**Task**
Since only part of the material is needed, please repeat exactly the line that includes "Can you see the woman's ear?" and every line after it, up to the last.

**Records supplied**
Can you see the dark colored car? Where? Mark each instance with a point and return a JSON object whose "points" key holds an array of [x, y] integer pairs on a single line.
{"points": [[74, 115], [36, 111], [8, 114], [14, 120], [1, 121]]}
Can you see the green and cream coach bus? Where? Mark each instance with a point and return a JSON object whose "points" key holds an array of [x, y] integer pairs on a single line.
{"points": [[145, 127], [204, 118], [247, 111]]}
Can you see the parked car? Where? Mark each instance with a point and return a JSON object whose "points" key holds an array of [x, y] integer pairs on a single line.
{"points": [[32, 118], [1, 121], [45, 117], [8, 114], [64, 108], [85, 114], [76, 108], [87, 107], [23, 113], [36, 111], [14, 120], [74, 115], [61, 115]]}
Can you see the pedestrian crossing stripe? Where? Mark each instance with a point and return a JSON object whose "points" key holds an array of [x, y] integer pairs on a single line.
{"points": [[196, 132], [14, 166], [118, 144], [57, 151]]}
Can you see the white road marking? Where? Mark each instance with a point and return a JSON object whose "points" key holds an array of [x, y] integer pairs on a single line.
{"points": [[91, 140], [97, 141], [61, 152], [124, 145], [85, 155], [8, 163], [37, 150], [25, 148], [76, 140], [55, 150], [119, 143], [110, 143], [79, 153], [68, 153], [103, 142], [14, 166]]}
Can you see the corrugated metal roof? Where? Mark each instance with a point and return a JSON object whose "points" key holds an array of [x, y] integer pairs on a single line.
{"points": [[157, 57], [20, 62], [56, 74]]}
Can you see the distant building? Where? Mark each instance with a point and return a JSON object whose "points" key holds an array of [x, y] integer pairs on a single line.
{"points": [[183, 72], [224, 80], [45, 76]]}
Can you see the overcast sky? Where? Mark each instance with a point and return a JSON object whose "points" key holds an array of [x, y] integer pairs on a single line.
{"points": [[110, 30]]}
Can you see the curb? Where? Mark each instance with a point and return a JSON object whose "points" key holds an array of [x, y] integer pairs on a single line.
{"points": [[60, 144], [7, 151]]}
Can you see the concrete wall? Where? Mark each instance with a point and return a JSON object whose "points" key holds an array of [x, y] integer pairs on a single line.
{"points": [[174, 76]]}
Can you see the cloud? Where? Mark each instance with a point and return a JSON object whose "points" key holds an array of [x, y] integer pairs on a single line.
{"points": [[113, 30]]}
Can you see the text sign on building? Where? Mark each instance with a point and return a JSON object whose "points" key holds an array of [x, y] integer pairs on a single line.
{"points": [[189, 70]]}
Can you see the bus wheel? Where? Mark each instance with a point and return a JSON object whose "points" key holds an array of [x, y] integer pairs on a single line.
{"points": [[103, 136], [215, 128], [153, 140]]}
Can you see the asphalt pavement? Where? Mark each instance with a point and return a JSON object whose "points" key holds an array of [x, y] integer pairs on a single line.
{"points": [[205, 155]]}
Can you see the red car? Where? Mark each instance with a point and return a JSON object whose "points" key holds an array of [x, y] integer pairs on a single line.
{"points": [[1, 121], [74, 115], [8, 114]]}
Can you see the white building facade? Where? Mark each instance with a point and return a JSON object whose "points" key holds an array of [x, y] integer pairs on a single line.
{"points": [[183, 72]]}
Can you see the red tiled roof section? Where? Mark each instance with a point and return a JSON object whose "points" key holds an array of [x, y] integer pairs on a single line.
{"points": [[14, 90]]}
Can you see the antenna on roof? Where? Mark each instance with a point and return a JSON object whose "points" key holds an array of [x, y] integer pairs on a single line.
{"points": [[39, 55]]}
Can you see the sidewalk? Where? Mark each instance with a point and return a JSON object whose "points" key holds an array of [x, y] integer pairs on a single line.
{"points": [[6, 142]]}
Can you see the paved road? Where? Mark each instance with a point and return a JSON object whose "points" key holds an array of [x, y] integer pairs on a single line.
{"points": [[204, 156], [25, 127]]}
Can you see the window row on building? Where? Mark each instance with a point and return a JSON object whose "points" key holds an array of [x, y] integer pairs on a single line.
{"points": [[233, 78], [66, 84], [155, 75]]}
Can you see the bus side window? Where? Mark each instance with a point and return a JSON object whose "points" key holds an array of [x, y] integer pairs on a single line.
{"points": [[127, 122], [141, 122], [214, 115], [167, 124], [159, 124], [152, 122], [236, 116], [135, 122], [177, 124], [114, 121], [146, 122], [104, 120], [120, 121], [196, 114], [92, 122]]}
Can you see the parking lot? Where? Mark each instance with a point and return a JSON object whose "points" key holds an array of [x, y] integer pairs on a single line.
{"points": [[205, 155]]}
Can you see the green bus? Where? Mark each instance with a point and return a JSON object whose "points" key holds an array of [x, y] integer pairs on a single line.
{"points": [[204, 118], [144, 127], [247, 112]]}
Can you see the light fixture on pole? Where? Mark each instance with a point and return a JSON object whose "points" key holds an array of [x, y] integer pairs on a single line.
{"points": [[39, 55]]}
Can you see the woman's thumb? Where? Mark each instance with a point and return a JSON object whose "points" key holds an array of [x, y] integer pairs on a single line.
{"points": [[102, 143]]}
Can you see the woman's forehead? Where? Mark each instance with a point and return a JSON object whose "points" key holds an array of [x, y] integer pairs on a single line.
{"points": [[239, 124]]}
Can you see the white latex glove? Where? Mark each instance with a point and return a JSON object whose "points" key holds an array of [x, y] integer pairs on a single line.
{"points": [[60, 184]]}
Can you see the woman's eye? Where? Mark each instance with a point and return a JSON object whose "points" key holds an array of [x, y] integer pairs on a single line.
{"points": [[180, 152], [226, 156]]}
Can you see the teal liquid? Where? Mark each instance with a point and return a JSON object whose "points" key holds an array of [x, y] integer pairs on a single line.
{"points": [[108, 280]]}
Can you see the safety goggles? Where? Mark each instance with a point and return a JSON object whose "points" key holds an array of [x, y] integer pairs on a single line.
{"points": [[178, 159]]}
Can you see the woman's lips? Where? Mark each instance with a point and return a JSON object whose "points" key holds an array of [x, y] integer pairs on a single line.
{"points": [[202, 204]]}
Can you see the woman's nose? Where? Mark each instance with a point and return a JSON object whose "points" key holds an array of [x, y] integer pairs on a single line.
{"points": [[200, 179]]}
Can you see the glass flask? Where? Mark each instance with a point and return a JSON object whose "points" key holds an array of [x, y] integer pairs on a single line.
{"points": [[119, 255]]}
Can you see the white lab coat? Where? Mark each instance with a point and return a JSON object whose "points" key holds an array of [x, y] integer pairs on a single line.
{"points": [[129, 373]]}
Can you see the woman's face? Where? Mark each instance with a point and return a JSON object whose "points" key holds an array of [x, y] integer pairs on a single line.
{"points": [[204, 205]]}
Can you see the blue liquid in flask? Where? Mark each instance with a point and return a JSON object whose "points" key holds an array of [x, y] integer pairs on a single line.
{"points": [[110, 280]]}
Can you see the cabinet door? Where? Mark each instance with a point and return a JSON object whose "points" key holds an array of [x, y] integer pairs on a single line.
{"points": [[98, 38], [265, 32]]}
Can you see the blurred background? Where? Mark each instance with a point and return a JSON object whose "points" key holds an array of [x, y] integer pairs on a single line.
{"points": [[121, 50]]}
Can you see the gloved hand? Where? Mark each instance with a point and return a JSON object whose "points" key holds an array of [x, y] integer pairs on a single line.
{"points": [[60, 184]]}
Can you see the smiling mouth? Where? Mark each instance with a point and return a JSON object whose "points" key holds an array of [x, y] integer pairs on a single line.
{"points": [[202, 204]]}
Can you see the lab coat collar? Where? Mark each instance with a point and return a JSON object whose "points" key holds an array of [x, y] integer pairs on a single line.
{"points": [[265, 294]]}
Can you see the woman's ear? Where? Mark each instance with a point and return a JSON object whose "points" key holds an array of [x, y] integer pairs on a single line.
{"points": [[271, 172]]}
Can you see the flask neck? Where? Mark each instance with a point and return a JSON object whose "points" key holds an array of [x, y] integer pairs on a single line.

**Answer below**
Can you see the woman's ear? Where? Mark each instance with a point and return a JSON object whose "points" key holds an array of [x, y] integer pairs on a single line.
{"points": [[271, 172]]}
Can you see the flask neck? Where? Mark each instance with a point and return a JSON object whose "points" key holds an array of [x, y] integer pairs on a single line.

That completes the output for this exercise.